<<<<

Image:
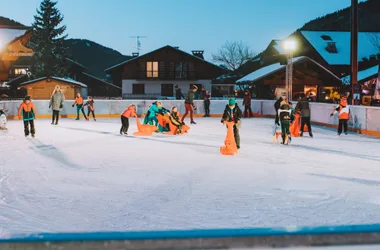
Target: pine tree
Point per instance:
(48, 42)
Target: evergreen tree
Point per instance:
(48, 42)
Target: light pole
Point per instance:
(289, 46)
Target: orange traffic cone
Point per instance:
(229, 147)
(144, 130)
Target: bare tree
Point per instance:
(375, 40)
(233, 54)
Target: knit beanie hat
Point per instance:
(231, 102)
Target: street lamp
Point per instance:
(289, 46)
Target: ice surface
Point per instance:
(84, 176)
(342, 39)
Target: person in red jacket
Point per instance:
(128, 113)
(28, 112)
(247, 104)
(343, 111)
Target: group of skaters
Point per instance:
(285, 114)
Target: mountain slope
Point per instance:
(94, 56)
(369, 19)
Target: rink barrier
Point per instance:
(248, 238)
(365, 119)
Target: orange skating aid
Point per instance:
(144, 130)
(229, 147)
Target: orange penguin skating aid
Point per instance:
(229, 147)
(144, 130)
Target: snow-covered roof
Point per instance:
(265, 71)
(278, 46)
(67, 80)
(342, 43)
(134, 58)
(363, 75)
(94, 77)
(8, 35)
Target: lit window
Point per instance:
(20, 71)
(151, 69)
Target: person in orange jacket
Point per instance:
(344, 113)
(127, 113)
(79, 102)
(28, 112)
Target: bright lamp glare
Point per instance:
(290, 45)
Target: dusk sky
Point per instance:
(191, 25)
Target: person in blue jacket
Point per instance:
(155, 109)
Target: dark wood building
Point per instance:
(158, 72)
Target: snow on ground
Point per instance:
(84, 176)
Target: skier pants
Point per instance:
(90, 112)
(124, 124)
(189, 109)
(80, 108)
(306, 120)
(26, 127)
(55, 116)
(247, 110)
(285, 129)
(207, 107)
(342, 123)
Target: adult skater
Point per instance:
(285, 115)
(277, 105)
(189, 104)
(178, 93)
(56, 104)
(232, 113)
(343, 111)
(247, 104)
(28, 112)
(304, 106)
(79, 102)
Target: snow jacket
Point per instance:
(304, 107)
(56, 101)
(232, 114)
(343, 110)
(129, 112)
(90, 105)
(28, 111)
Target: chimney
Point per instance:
(331, 47)
(198, 53)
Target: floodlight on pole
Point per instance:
(289, 46)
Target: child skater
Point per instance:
(175, 119)
(28, 112)
(79, 102)
(127, 113)
(90, 106)
(343, 111)
(232, 112)
(285, 115)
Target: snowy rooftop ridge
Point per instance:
(363, 74)
(68, 80)
(7, 35)
(320, 39)
(260, 73)
(265, 71)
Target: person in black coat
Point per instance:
(232, 112)
(178, 93)
(304, 107)
(277, 105)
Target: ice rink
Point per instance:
(85, 176)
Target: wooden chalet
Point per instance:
(307, 75)
(42, 88)
(158, 72)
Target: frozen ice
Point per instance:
(84, 176)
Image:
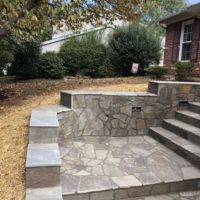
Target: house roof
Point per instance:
(187, 13)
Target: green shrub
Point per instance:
(134, 44)
(156, 72)
(26, 60)
(51, 66)
(6, 53)
(183, 70)
(85, 53)
(105, 71)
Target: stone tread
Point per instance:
(189, 114)
(43, 155)
(195, 103)
(46, 116)
(179, 141)
(53, 108)
(182, 125)
(84, 92)
(50, 193)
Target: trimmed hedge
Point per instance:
(134, 44)
(183, 70)
(86, 53)
(51, 66)
(26, 60)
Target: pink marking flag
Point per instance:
(134, 68)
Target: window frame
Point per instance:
(182, 37)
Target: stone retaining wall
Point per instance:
(123, 114)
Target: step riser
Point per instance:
(187, 119)
(194, 108)
(40, 177)
(177, 149)
(181, 132)
(42, 135)
(124, 194)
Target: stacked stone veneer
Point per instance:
(119, 114)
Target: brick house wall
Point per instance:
(172, 47)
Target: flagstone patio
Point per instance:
(94, 164)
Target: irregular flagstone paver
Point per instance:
(105, 163)
(190, 173)
(147, 178)
(93, 183)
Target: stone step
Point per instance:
(44, 125)
(43, 165)
(194, 107)
(183, 129)
(181, 146)
(49, 193)
(189, 117)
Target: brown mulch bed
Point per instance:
(17, 99)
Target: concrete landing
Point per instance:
(121, 168)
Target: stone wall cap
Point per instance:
(131, 94)
(176, 82)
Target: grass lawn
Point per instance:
(17, 99)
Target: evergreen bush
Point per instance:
(134, 44)
(51, 66)
(183, 70)
(156, 72)
(85, 53)
(26, 60)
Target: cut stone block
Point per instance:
(50, 193)
(44, 126)
(43, 135)
(42, 165)
(188, 117)
(66, 99)
(41, 118)
(194, 107)
(183, 129)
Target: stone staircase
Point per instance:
(43, 155)
(182, 134)
(59, 163)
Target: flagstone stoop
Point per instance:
(43, 160)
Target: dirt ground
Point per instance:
(17, 99)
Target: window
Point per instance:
(186, 41)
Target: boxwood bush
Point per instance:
(51, 66)
(26, 60)
(134, 44)
(85, 53)
(183, 70)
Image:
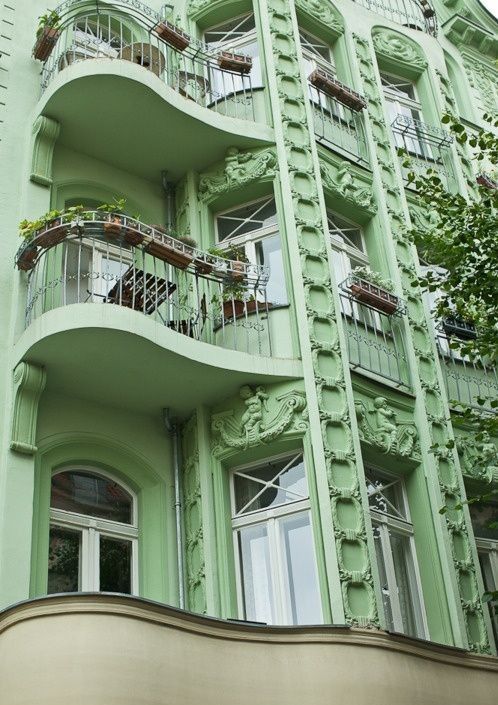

>>>>

• **Your objective**: Each record above, in full: return it exactly, pictures excluded.

• **Answer area**:
Image:
Target: pine tree
Point per instance:
(48, 42)
Target: evergreen tree
Point per instance:
(48, 42)
Target: light pole
Point per instance:
(289, 46)
Target: orange traffic cone
Point per instance:
(229, 147)
(144, 130)
Target: bare tree
Point per instance:
(375, 40)
(233, 54)
Target: knit beanie hat
Point per instance:
(231, 102)
Target: street lamp
Point per instance:
(289, 46)
Target: ice surface
Point per instance:
(84, 176)
(342, 39)
Target: person in red jacket
Point per instance:
(128, 113)
(28, 112)
(247, 104)
(343, 111)
Target: group of skaters
Point per instance:
(285, 114)
Target: mountain slope
Point per instance:
(94, 56)
(369, 19)
Target: rink barrier
Point per instance:
(248, 238)
(365, 119)
Target: orange skating aid
Point per instance:
(144, 130)
(229, 147)
Target: orange penguin skating aid
Point per instance:
(229, 147)
(144, 130)
Target: snow-covered roof
Point per instance:
(265, 71)
(278, 46)
(67, 80)
(342, 43)
(134, 58)
(363, 75)
(94, 77)
(8, 35)
Target: lit window
Point per instance:
(20, 71)
(151, 69)
Target: person in orange jacket
Point per instance:
(344, 113)
(127, 113)
(79, 102)
(28, 112)
Target: bright lamp glare
Point per instance:
(290, 45)
Target: dusk sky
Point per instance:
(191, 25)
Target: person in blue jacket
Point per instance:
(155, 109)
Target: dark wood building
Point per instance:
(158, 72)
Target: snow on ground
Point per instance:
(84, 176)
Target: skier pants
Point per instance:
(90, 112)
(124, 124)
(189, 109)
(80, 108)
(306, 120)
(26, 127)
(55, 116)
(247, 110)
(285, 129)
(207, 107)
(342, 123)
Target: adult skater
Point per instance:
(285, 115)
(277, 105)
(189, 104)
(178, 93)
(56, 104)
(232, 113)
(343, 111)
(247, 104)
(28, 112)
(304, 106)
(79, 102)
Target: snow jacket
Point per instance:
(304, 107)
(56, 101)
(232, 114)
(343, 110)
(129, 112)
(90, 105)
(28, 111)
Target: chimney
Point per instance:
(331, 47)
(198, 53)
Target: floodlight on pole
Point per instance:
(289, 46)
Target: child skater
Point per instance:
(175, 119)
(28, 112)
(79, 102)
(127, 113)
(90, 106)
(343, 111)
(232, 112)
(285, 115)
Target: snowy rooftop ridge
Point per instance:
(363, 74)
(68, 80)
(7, 35)
(320, 39)
(260, 73)
(265, 71)
Target: person in black coat
Point per instance:
(232, 112)
(178, 93)
(304, 107)
(277, 105)
Target: ice rink
Point per instance:
(85, 176)
Target: wooden chalet
Point per instance:
(307, 75)
(42, 88)
(158, 72)
Target: frozen ice
Point per instance:
(84, 176)
Image:
Target: house roof
Point per instance:
(187, 13)
Target: green shrub
Point per instance:
(134, 44)
(156, 72)
(26, 60)
(51, 66)
(6, 53)
(183, 70)
(85, 53)
(105, 71)
Target: stone tread
Point per instance:
(189, 114)
(43, 155)
(195, 103)
(46, 116)
(179, 141)
(53, 108)
(182, 125)
(84, 92)
(50, 193)
Target: trimmed hedge
Point per instance:
(134, 44)
(183, 70)
(86, 53)
(51, 66)
(26, 60)
Target: pink marking flag
Point per instance:
(134, 68)
Target: window frame
Point per instance:
(182, 37)
Target: stone retaining wall
Point per instance:
(123, 114)
Target: step riser
Point per instance:
(187, 119)
(194, 108)
(40, 177)
(177, 149)
(181, 132)
(42, 135)
(124, 194)
Target: stacked stone veneer
Point per instance:
(119, 114)
Target: brick house wall
Point per instance:
(172, 47)
Target: flagstone patio
Point per instance:
(94, 164)
Target: irregular flagstone paver
Point per instance:
(105, 163)
(190, 173)
(147, 178)
(93, 183)
Target: stone step
Point per instance:
(44, 125)
(43, 165)
(194, 107)
(183, 129)
(181, 146)
(49, 193)
(189, 117)
Target: brown mulch bed
Point per instance:
(17, 99)
Target: concrete landing
Point per instance:
(121, 168)
Target: stone wall cap
Point per instance:
(131, 94)
(176, 82)
Target: grass lawn
Point per instance:
(17, 99)
Target: evergreen bush
Point per instance:
(134, 44)
(51, 66)
(183, 70)
(156, 72)
(85, 53)
(26, 60)
Target: cut stone block
Point per instance:
(50, 193)
(44, 126)
(43, 135)
(42, 165)
(188, 117)
(66, 99)
(41, 118)
(194, 107)
(183, 129)
Target: stone staircase
Point per instance:
(43, 155)
(182, 134)
(59, 163)
Target: flagstone stoop
Point per instance:
(43, 160)
Target: dirt ground
Point per instance:
(17, 99)
Target: window
Point per instance:
(186, 41)
Target: boxwood bush
Point per instance:
(51, 66)
(26, 60)
(134, 44)
(85, 53)
(183, 70)
Image:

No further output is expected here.